» Instructions for the task
Update every one of these items by replacing "partially hidden" with "partly hidden" and leaving everything else unchanged. Leave the pictures out of your answer.

[Saved entries]
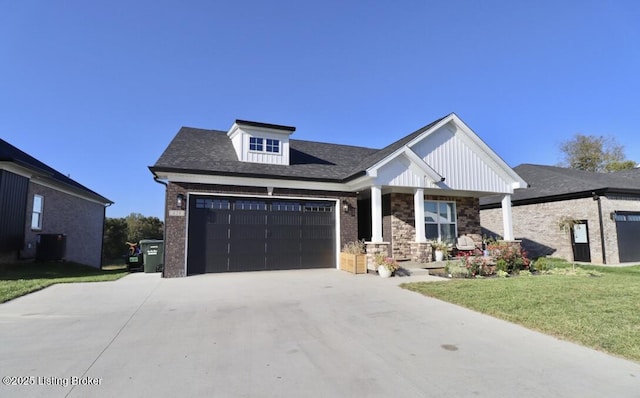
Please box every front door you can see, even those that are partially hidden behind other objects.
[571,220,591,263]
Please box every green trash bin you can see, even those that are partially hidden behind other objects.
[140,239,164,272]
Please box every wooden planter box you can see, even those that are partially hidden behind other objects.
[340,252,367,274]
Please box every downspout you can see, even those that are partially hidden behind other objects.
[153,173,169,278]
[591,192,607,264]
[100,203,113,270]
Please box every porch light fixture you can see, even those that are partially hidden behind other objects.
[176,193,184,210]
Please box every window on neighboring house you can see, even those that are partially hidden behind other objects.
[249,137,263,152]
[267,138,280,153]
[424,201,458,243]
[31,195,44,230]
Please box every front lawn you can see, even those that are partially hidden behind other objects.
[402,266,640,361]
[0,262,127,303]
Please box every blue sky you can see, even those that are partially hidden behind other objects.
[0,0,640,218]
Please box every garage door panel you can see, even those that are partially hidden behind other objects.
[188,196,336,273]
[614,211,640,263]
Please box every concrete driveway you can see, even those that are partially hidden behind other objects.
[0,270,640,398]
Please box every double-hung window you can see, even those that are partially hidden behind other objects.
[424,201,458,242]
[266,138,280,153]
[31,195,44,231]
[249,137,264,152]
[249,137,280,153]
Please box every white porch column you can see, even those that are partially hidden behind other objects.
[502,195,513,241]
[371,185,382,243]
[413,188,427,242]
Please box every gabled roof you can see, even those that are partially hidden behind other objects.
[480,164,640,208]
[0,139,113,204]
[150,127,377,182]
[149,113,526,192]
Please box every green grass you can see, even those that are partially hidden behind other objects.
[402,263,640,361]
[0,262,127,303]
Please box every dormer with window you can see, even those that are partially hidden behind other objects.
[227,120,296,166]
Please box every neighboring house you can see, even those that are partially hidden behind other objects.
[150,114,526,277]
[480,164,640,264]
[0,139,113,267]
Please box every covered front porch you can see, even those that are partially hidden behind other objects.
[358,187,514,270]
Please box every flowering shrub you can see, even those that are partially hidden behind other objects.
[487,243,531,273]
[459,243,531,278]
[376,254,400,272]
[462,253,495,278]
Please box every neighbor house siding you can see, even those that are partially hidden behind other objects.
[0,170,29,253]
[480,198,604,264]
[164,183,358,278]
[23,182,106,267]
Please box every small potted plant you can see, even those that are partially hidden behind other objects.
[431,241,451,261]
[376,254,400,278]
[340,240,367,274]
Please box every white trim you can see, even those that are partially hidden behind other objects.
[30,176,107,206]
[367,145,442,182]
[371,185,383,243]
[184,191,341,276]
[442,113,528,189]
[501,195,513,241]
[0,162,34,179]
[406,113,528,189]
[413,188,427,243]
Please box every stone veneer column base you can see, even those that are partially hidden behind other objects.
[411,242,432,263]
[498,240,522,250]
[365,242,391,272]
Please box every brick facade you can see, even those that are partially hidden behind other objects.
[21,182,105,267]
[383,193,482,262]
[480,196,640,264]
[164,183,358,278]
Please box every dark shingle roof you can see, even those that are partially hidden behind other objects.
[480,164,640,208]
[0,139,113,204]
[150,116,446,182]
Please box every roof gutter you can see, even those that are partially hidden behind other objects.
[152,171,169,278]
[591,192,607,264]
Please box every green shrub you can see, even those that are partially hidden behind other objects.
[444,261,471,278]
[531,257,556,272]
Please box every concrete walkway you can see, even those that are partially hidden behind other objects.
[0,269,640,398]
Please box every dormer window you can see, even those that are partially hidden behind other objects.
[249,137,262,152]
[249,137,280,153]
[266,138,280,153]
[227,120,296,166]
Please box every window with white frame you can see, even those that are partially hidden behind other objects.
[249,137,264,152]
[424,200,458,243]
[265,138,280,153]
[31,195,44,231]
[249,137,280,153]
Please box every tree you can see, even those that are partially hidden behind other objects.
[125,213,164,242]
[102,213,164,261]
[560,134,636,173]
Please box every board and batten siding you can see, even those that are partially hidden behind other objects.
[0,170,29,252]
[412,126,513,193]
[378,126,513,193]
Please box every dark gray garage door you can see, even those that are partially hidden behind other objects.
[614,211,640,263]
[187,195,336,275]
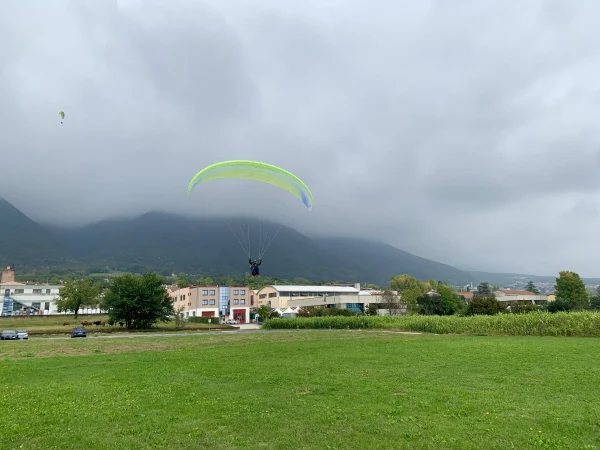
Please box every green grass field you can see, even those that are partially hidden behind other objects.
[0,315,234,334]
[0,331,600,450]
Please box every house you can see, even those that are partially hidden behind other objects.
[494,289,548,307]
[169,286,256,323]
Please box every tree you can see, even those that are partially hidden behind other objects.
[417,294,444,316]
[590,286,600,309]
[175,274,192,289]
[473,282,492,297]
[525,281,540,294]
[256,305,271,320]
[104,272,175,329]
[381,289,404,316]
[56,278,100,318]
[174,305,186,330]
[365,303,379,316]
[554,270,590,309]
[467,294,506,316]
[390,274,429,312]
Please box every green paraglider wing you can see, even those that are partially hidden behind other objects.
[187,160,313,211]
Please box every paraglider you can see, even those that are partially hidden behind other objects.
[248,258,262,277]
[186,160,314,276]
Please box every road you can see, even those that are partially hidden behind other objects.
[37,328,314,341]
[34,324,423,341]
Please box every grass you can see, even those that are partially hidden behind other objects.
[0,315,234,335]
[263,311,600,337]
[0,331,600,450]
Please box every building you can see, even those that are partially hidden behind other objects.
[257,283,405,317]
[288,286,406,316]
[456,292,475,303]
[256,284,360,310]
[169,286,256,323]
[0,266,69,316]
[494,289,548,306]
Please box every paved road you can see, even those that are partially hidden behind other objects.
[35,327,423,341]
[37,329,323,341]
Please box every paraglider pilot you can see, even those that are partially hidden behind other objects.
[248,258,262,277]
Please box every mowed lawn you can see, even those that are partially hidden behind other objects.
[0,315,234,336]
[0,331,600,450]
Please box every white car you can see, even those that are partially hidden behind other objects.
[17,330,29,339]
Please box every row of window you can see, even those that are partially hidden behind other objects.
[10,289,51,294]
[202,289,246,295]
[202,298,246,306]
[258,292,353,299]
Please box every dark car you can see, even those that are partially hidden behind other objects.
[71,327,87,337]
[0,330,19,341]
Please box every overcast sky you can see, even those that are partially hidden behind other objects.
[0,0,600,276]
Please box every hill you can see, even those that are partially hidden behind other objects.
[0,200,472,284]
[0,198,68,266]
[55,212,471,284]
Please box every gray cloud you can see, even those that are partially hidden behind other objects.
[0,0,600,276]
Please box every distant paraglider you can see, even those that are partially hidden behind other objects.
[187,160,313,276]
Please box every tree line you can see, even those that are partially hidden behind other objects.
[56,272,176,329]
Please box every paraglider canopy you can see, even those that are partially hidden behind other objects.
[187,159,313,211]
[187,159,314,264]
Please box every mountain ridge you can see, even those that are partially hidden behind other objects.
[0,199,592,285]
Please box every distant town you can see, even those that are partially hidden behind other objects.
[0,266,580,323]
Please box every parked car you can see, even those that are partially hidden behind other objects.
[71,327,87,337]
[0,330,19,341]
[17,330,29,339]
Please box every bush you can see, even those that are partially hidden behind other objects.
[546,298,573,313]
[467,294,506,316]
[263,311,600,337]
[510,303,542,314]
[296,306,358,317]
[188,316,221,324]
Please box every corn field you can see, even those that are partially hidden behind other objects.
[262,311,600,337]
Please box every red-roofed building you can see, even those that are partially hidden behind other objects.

» Written response
Please box every front door you can see, even those that are partly hidden behind other objects.
[571,220,591,263]
Please box every green trash bin you can see, even those that are partly hidden behind other objects.
[140,239,164,272]
Please box every wooden planter box you can see, even those that are partly hidden behind other objects.
[340,252,367,274]
Please box every downspout you can see, even those that are partly hidden behind other objects.
[153,173,169,278]
[591,192,607,264]
[100,203,113,270]
Please box every porch light fixture you can see, even those that are partly hidden behind other objects.
[176,193,184,210]
Please box every window on neighboring house you can see, even those that are partly hidden behind other objects.
[249,137,263,152]
[267,138,280,153]
[424,201,458,243]
[31,195,44,230]
Please box every front lawn you can see, even those that are partly hidden behind other objects.
[402,266,640,361]
[0,262,127,303]
Please box every blue sky you can see, even those that are partly hidden behind other objects.
[0,0,640,218]
Please box every garage door panel you can see, even those that are partly hidden behind other objects.
[188,196,336,273]
[614,211,640,263]
Please box every concrete driveway you can see, even those that are partly hidden behind other objects.
[0,270,640,398]
Please box every double-hung window you can see, even those that are partly hidden behind other objects.
[424,201,458,242]
[266,138,280,153]
[31,195,44,231]
[249,137,264,152]
[249,137,280,153]
Please box every white porch column you can see, even those that are partly hidden behind other objects.
[502,195,513,241]
[371,185,382,243]
[413,188,427,242]
Please box every gabled roof you can see, even those that are partly hidden behind other objects.
[480,164,640,208]
[0,139,113,204]
[150,127,377,182]
[149,113,526,192]
Please box every green grass you can see, even those that are partly hidden behind other objects.
[402,263,640,361]
[0,262,127,303]
Please box every dormer with window you can see, even those that are partly hidden behind other objects.
[227,120,296,166]
Please box every neighboring house you can see, even those that are partly hidden behind other objects.
[150,114,526,277]
[480,164,640,264]
[0,139,113,267]
Please box every covered front porch you can see, even those that are partly hidden behind other objects.
[358,187,514,270]
Please box every flowering shrub you can see, even those that are partly hidden behind other objects.
[487,243,531,273]
[459,243,531,278]
[376,254,400,272]
[462,253,495,278]
Please box every neighbor house siding you can see, even those that are partly hidden behind other objects.
[0,170,29,253]
[480,198,604,264]
[164,183,358,278]
[23,182,106,267]
Please box every small potted plant you can see, even those that are partly hidden behind other objects.
[431,241,451,261]
[376,254,400,278]
[340,240,367,274]
Please box every white trim you can see, even those that are partly hidden behind other objects.
[30,176,107,206]
[367,145,442,182]
[371,185,383,243]
[184,191,341,276]
[442,113,528,189]
[501,195,513,241]
[0,162,34,179]
[406,113,528,189]
[413,188,427,243]
Please box every stone veneer column base you can see, even those that are partly hidden behind other objects.
[411,242,432,263]
[498,240,522,250]
[365,242,391,272]
Please box every brick facade you can see, even those that are partly hidden behind other objects.
[21,182,105,267]
[383,193,482,262]
[480,196,640,264]
[164,183,358,278]
Please box every dark shingle roof you can see, even those that are partly hidden behind other objects.
[480,164,640,208]
[0,139,113,204]
[150,116,446,182]
Please box every roof gutter you can see, even those that are partly hidden behind other objects.
[152,171,169,278]
[591,192,607,264]
Please box every green shrub you can see, even those that are partly hidden behind other objects.
[444,261,471,278]
[531,257,556,272]
Please box every concrete walkway you can see, even those that are partly hidden behind other objects.
[0,269,640,398]
Please box every dormer window you can see, even those that are partly hidden behind other objects.
[249,137,262,152]
[249,137,280,153]
[266,138,280,153]
[227,120,296,166]
Please box every window with white frame you can see, even those that are partly hidden behind other objects.
[249,137,264,152]
[424,200,458,243]
[265,138,280,153]
[31,195,44,231]
[249,137,280,153]
Please box every tree you can see, even those that are partly hidden behind other objects.
[125,213,164,242]
[102,213,164,261]
[560,134,636,173]
Please box every board and batten siding you can see, even those that are partly hidden behind other objects.
[0,170,29,252]
[412,126,513,193]
[378,126,513,193]
Please box every dark gray garage door you can see, even those that are partly hidden behind other objects.
[614,211,640,263]
[187,195,336,275]
Please box every green grass field you can see, even those that are partly hidden behind other objects.
[0,315,234,334]
[0,331,600,450]
Please box every house you can see, even those that are partly hidden behind other objects.
[494,289,548,307]
[169,286,256,323]
Please box every tree you can see, even those that are partly hidden behind other objects.
[417,294,444,316]
[590,286,600,309]
[175,274,192,289]
[473,282,492,297]
[525,281,540,294]
[256,305,271,320]
[104,272,175,329]
[381,289,404,316]
[56,278,100,318]
[174,305,186,330]
[365,303,379,316]
[554,270,590,309]
[467,294,506,316]
[390,274,429,312]
Please box every green paraglider wing you can see, even those that are partly hidden behind other objects.
[187,160,313,211]
Please box every paraglider you can see, even those that are partly hidden behind other objects.
[248,258,262,277]
[186,160,314,276]
Please box every road you can see, even those that are partly hidden behind other objects.
[37,328,314,341]
[34,324,423,341]
Please box every grass you can see, even those that are partly hidden behind other objects.
[0,315,234,335]
[263,311,600,337]
[0,331,600,450]
Please box every building you can see, even those that are partly hidden behind other objects.
[257,283,405,317]
[288,286,406,316]
[456,292,475,303]
[256,284,360,310]
[169,286,256,323]
[0,266,69,316]
[494,289,548,306]
Please box every paved road you can see, even those that are partly hidden behind other objects.
[35,327,423,341]
[37,329,323,341]
Please box every paraglider pilot you can see, even those that are partly hidden behind other objects.
[248,258,262,277]
Please box every mowed lawn you can see, even those that are partly hidden behind other objects.
[0,315,234,336]
[0,331,600,450]
Please box every white car you can see, even those that are partly hidden behind other objects.
[17,330,29,339]
Please box every row of window you can see, even those that are partly hidden behind other objects.
[10,289,51,294]
[202,289,246,295]
[202,298,246,306]
[258,292,353,299]
Please box every dark car you can see, even those that are partly hidden behind other objects.
[71,327,87,337]
[0,330,19,341]
Please box every overcast sky you can see, even those that are partly hidden behind other objects.
[0,0,600,276]
Please box every hill you can see, even those that are partly hidden behind other objects.
[0,200,472,284]
[0,198,68,266]
[55,212,471,284]
Please box every gray cloud you can see, even those that are partly hidden behind other objects.
[0,0,600,276]
Please box every distant paraglider you can see, even those that are partly hidden behind other objects.
[187,160,313,276]
Please box every tree line you can see, even those that are partly hidden behind other objects.
[56,272,176,329]
Please box every paraglider canopy you can see, even those that are partly hidden behind other objects.
[187,159,313,211]
[187,159,314,264]
Please box every mountain ridge you can see, even those that are partly hidden behind other objects.
[0,199,592,285]
Please box every distant town you can see, even those that are partly hidden behind other objects.
[0,266,580,323]
Please box every parked car you can see, even those that are partly hidden behind other objects.
[71,327,87,337]
[0,330,19,341]
[17,330,29,339]
Please box every bush you can see, even those that are partly hidden behind other objects.
[546,298,573,313]
[467,294,506,316]
[263,311,600,337]
[510,303,542,314]
[296,306,358,317]
[188,316,221,324]
Please box every corn field you can see, even those that are partly hidden behind other objects.
[262,311,600,337]
Please box every red-roofed building you can see, even those that are partly hidden behind other objects.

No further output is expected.